→ **任务说明**:
1. 请根据 Tourists 题面回答下列问题，每行一问，答案按相同标号作答：
(a) Cyberland 的城市编号范围是什么？
(b) 第 j 条道路连接哪两座城市？
(c) "C a w" 类查询执行何种操作？
2. 请判断下列说法是否与 Tourists 题面相符，逐项回答"是"或"否"，并原样引用题面中起决定作用的文字：
(a) 城市之间的道路是单向的。
(b) Cyberland 的每座城市都出售纪念品。
(c) 查询共有三种类型。
3. 请接续 Tourists 题面最后一句之后继续撰写。

→ **原文**:
:::
【Codefoces487E/UOJ#30】Tourists Tarjan 点双连通分量 + 树链剖分
E. Tourists
There are n cities in Cyberland, numbered from 1 to n, connected by m bidirectional roads. The j-th road connects city aj and bj.
For tourists, souvenirs are sold in every city of Cyberland. In particular, city i sell it at a price of wi.
Now there are q queries for you to handle. There are two types of queries:
- "C a w": The price in city a is changed to w.
:::
→ **材料**:

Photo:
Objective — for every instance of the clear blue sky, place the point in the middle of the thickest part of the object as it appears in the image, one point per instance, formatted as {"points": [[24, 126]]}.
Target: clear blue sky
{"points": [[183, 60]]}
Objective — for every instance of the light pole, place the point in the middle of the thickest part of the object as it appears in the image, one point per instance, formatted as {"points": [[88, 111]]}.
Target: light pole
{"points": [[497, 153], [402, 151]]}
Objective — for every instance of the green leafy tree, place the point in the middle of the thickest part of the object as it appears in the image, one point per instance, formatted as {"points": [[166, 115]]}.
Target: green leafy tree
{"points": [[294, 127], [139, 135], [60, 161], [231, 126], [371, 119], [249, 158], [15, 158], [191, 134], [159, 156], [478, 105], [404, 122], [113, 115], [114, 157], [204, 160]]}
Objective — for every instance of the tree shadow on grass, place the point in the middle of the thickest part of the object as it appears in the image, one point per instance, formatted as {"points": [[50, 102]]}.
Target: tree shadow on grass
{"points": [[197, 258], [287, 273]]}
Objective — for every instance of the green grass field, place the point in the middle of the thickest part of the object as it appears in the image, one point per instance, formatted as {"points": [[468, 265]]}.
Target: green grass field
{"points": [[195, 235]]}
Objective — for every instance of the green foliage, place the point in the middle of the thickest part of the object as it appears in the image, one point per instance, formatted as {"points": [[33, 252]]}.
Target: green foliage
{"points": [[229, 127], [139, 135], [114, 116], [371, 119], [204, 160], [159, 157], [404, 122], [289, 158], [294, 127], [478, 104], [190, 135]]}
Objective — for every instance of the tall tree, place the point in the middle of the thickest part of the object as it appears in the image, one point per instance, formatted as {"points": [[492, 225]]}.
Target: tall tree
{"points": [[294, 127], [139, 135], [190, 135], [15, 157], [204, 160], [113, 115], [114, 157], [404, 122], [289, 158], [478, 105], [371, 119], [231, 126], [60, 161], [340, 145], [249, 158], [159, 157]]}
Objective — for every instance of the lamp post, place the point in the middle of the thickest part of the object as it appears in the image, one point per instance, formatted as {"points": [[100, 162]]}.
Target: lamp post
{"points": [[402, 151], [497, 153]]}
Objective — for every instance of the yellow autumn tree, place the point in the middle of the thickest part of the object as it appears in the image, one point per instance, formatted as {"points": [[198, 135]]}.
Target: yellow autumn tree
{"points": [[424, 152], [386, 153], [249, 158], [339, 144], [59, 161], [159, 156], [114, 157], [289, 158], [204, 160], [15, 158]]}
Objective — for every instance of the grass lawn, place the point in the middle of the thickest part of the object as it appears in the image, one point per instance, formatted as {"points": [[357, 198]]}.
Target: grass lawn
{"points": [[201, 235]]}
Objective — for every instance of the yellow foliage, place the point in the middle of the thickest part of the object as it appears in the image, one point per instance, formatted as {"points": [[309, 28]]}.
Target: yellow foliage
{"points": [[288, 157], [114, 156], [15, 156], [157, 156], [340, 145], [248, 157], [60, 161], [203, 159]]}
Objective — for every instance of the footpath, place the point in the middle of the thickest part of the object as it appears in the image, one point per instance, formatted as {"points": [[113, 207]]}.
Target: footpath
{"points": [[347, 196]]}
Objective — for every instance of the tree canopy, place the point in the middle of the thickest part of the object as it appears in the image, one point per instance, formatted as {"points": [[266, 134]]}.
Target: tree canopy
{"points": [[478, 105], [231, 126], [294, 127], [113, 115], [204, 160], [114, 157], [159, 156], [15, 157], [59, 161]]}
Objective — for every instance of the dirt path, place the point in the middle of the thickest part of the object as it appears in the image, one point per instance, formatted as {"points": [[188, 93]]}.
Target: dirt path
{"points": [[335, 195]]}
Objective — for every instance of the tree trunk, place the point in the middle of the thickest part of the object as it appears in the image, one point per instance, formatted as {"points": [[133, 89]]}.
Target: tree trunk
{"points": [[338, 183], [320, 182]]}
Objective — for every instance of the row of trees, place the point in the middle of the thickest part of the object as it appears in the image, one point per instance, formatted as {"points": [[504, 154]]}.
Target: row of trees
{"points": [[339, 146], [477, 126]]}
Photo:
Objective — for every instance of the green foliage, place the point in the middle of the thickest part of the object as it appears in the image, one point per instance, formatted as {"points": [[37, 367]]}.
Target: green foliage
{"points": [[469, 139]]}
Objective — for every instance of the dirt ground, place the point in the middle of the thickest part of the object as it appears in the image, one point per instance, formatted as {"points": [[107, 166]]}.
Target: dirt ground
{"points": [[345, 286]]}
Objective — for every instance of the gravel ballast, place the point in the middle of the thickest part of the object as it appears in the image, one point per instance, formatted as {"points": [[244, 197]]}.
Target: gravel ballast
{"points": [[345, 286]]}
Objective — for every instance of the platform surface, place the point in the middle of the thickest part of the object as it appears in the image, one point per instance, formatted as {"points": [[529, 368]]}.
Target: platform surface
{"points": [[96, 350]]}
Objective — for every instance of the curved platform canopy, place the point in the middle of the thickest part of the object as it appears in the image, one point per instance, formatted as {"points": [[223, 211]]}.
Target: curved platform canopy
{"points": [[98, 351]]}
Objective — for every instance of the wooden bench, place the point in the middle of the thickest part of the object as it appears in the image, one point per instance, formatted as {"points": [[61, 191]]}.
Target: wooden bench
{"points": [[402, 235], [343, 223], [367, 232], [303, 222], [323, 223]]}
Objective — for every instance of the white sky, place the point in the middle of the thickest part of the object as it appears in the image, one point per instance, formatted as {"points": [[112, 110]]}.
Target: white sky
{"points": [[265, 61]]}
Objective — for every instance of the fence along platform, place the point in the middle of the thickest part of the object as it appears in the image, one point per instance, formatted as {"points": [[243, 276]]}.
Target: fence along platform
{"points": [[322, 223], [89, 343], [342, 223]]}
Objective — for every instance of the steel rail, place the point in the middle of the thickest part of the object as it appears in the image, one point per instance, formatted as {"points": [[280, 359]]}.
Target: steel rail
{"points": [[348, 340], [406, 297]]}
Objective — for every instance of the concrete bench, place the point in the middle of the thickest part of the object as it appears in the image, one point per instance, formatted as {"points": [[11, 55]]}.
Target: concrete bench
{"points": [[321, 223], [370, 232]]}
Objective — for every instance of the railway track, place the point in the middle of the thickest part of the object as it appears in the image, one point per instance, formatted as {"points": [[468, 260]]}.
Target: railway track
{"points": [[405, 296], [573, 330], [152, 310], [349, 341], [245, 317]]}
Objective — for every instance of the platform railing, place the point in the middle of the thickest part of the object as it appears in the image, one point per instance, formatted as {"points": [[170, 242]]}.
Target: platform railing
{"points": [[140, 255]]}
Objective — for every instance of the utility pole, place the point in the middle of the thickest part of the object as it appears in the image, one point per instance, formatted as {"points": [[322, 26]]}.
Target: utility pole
:::
→ **各题答案**:
1.
(a) 从 1 到 n。
(b) 城市 aj 与城市 bj。
(c) 将城市 a 的价格改为 w。

2.
(a) 否。"connected by m bidirectional roads"
(b) 是。"souvenirs are sold in every city of Cyberland"
(c) 否。"There are two types of queries"

3.
- "A a b": Now a tourist will travel from city a to b. He will choose a route, he also doesn't want to visit a city twice. He will buy souvenirs at the city where the souvenirs are the cheapest (possibly exactly at city a or b). You should output the minimum possible price that he can buy the souvenirs during his travel.
More formally, we can define routes as follow:
- A route is a sequence of cities [x1, x2, ..., xk], where k is a certain positive integer.
- For any 1 ≤ i < j ≤ k, xi ≠ xj.
- For any 1 ≤ i < k, there is a road connecting xi and xi + 1.
- The minimum price of the route is min(wx1, wx2, ..., wxk).
- The required answer is the minimum value of the minimum prices of all valid routes from a to b.
Input
The first line of input contains three integers n, m, q (1 ≤ n, m, q ≤ 105), separated by a single space.
Next n lines contain integers wi (1 ≤ wi ≤ 109).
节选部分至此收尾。